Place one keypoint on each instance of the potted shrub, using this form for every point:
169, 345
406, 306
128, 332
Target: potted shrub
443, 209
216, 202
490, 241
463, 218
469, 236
_ _ _ _ _ _ _
Work to complete :: Return every line of the records above verbatim, preserving their order and wording without any alteration.

Result for this exercise ::
Place one keypoint on each instance of the potted shrub, using this form for every point:
169, 345
406, 306
128, 332
Target: potted shrub
443, 209
216, 202
490, 241
463, 218
469, 236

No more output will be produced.